#### OPDRACHTEN:
1. Noem alle dingen die de ik-persoon in de column volgens de laatste alinea niet mag doen om normaal te doen.
2. Schrijf de column over jezelf negeren verder, aansluitend op de laatste zin.

#### FRAGMENT:
□ □ □ □ □ □ □

Column | Jezelf negeren

Vorige week kwam ik na een veels te lange werkdag thuis en toen ik het portiek in slofte, verheugde ik me enorm op een avondje met mezelf. Achter mijn ogen en neus sluimerde een verkoudheid die ik al dagen negeerde (ik had het te druk om ziek te zijn), en door alle stress was mijn buik inmiddels ook al aardig opgezet.

Net op dat moment kreeg ik een appje over een niet-gehaalde deadline, en terwijl ik druk bezig was met het tikken van een geloofwaardig antwoord, strompelde ik de lift in. Vanuit mijn ooghoek zag ik dat er nog iemand anders in stond. Ik deed alsof ik zo in beslag werd genomen door mijn appje, dat het onmogelijk was om haar even te groeten.

Nog steeds niet alleen, dacht ik chagrijnig. Nu moest ik nóg langer normaal doen, dat wil zeggen: niet boeren, niet hardop in mezelf praten, niet mijn riem alvast lekker losmaken en al helemaal niet de onderbroek terugduwen die door al dat gehaast inmiddels zo ver omhoog was gekropen dat het voelde alsof er een springtouw tussen mijn billen zat.

□ □ □ □ □ □ □

(Opgeslagen items)
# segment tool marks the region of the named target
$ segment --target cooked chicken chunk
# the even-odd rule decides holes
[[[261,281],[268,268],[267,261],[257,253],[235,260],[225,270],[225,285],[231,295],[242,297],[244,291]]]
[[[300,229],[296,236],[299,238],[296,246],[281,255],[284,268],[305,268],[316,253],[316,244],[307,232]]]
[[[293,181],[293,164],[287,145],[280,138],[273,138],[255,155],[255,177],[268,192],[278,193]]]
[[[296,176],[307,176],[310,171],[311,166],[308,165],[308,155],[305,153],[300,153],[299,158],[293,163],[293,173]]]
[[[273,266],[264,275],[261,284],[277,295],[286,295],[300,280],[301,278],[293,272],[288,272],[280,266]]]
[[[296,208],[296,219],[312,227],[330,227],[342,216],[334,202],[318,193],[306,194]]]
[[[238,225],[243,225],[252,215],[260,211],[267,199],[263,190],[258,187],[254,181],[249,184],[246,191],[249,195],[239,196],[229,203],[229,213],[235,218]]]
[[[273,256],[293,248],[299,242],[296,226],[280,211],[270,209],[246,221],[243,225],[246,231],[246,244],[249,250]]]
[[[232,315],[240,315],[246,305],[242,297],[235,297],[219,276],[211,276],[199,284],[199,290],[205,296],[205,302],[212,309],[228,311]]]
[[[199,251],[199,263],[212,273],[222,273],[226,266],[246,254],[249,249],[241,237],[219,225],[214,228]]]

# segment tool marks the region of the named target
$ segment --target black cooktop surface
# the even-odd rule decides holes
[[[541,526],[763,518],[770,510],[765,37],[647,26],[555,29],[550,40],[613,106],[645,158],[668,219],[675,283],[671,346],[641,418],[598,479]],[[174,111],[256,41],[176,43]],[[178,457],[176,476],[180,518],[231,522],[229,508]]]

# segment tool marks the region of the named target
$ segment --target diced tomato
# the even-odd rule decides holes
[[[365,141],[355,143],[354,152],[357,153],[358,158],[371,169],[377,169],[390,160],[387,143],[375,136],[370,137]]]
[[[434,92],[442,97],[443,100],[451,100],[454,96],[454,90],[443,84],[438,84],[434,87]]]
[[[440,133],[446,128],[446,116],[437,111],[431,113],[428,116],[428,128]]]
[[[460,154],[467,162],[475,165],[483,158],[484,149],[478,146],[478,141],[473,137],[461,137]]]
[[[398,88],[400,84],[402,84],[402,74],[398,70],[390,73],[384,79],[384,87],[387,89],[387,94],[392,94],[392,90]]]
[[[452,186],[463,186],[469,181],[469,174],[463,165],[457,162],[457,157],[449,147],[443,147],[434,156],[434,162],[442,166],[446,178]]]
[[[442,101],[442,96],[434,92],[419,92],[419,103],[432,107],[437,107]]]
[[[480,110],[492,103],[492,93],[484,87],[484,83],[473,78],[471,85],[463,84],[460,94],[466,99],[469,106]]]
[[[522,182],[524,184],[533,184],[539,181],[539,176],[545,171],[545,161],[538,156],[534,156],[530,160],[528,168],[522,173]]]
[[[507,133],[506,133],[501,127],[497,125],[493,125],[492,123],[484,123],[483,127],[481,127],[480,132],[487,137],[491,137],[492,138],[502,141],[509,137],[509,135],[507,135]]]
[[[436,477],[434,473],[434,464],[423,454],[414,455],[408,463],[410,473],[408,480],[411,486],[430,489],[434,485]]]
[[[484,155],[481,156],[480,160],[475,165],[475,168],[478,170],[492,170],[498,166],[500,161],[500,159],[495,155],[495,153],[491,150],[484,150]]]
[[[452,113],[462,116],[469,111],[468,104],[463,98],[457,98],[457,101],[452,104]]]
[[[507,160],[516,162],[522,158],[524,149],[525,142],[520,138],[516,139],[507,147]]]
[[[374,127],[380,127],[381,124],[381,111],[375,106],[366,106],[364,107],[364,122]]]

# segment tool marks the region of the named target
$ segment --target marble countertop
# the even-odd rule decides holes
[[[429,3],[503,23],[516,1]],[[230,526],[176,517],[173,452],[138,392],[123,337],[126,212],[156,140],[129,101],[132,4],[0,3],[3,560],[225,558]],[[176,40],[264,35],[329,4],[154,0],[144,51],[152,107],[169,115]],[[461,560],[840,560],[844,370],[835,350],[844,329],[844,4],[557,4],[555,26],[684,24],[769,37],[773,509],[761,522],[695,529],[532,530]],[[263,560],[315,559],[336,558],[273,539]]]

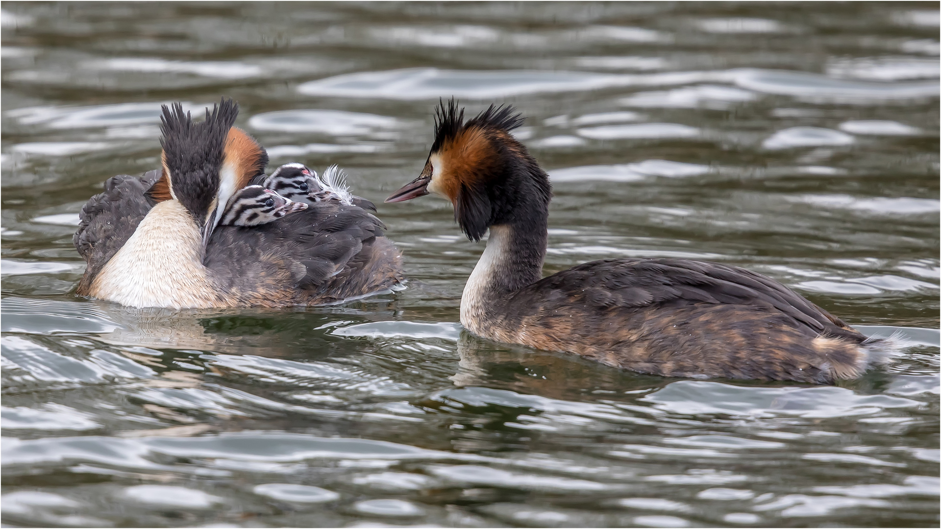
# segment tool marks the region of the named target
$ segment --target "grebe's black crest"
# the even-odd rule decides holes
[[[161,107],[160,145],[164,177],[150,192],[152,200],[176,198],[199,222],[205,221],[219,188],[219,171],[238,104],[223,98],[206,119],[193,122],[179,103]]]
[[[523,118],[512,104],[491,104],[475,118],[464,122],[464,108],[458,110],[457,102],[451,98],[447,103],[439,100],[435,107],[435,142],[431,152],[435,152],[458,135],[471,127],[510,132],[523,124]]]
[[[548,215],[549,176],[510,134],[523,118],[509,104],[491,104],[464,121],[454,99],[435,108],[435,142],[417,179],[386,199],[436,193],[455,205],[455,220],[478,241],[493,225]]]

□ □ □ □ □ □ □

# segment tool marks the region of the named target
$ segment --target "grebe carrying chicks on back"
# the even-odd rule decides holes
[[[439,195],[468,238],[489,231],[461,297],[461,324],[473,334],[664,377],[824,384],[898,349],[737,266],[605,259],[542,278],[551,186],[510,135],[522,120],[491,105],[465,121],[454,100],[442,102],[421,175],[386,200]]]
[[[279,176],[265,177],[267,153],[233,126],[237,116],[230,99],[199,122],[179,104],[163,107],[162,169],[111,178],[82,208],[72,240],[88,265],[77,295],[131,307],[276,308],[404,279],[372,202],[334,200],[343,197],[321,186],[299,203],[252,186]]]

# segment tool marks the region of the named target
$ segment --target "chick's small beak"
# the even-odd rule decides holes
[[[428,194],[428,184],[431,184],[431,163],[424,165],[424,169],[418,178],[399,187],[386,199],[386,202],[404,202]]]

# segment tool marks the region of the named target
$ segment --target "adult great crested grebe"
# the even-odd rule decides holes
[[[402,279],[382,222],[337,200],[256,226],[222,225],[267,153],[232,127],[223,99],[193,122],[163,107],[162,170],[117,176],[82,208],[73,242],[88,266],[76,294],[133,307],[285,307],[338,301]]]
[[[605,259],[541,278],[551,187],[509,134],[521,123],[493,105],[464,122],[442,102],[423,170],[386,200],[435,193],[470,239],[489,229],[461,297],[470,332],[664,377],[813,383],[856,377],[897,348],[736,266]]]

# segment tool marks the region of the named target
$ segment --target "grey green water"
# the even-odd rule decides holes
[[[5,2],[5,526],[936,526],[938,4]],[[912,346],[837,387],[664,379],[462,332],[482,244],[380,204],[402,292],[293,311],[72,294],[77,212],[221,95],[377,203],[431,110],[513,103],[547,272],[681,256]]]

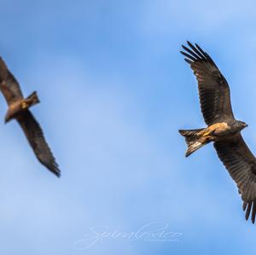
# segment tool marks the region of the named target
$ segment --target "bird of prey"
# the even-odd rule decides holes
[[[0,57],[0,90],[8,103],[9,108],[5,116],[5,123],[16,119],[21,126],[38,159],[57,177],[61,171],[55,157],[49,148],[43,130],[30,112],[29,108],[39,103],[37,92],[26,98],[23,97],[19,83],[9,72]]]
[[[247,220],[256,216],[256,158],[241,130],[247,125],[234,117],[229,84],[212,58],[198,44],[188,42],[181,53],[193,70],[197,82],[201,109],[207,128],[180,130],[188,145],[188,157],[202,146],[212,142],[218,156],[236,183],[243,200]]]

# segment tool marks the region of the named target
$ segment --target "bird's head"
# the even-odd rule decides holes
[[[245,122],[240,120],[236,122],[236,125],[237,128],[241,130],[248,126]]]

□ □ □ □ □ □ □

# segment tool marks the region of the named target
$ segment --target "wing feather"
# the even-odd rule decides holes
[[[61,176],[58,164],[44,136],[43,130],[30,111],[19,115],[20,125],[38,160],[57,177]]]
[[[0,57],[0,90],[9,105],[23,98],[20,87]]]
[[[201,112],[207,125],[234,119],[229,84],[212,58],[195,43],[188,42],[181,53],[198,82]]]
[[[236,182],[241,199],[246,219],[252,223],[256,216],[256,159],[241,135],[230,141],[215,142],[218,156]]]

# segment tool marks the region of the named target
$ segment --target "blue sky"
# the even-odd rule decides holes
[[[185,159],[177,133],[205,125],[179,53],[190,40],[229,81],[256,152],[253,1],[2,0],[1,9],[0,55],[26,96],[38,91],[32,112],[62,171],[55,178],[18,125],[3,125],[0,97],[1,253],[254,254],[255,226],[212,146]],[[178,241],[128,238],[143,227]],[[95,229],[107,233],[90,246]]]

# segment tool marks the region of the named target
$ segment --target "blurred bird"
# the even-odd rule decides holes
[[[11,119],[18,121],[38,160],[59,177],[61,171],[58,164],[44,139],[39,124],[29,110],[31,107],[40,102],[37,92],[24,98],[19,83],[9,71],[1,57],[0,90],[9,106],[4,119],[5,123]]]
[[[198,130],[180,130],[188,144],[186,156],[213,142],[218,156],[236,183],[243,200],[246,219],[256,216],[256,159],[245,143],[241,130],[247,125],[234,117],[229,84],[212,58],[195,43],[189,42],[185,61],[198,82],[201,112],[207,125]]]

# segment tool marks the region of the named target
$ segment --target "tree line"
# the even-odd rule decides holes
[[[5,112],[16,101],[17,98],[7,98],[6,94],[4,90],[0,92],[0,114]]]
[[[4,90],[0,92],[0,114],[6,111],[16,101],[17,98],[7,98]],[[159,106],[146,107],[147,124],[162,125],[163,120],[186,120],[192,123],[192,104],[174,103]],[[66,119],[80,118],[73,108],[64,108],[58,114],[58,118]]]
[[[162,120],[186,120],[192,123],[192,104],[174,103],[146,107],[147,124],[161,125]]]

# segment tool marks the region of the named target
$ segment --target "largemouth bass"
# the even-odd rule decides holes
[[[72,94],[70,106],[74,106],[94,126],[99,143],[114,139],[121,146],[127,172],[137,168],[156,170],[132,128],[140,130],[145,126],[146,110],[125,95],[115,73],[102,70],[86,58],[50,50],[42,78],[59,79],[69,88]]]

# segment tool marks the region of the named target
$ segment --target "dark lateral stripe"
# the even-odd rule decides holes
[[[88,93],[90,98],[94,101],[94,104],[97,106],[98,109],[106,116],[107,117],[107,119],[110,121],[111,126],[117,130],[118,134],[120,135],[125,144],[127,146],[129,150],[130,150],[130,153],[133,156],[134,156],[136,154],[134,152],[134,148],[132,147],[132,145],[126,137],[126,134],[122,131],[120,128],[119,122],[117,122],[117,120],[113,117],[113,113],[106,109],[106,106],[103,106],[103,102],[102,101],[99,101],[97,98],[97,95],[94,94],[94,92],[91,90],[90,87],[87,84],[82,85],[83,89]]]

□ □ □ □ □ □ □

#### ANTWOORDEN:
1.
- boeren
- hardop in zichzelf praten
- de riem alvast lekker losmaken
- de onderbroek terugduwen

2.
Terwijl we omhoogzoefden, kreeg ik op mijn kop van mijn innerlijke Japie Krekel, die tegen me brulde dat ik op moest kijken en hallo zeggen tegen mijn liftgenoot, zo was ik toch niet opgevoed, ze verdwijnt heus niet als je haar negeert, je vindt het zelf ook altijd onbeschoft als iemand niet even wat zegt, maar ik was te moe. Mijn opdringerige ondergoed schuurde, het kostte me al mijn energie om de boel niet even weer naar beneden te sjorren en dus staarde ik maar naar het beeldscherm, onderwijl mijn uiterste best doend om niet op te kijken.

We bereikten mijn verdieping. Toen de deur openging keek ik op om mijn medelifter toch nog even te begroeten, anders zou ik de hele avond nog last hebben van mijn geweten. Tot mijn schrik zag ik alleen mezelf. Door de vermoeidheid, het feit dat ik een nieuwe jas droeg, ik verdiept was in WhatsApp en zijdelings naar binnen was gesloft, had ik mijn spiegelbeeld aangezien voor een ander persoon. Ik wreef in mijn ogen.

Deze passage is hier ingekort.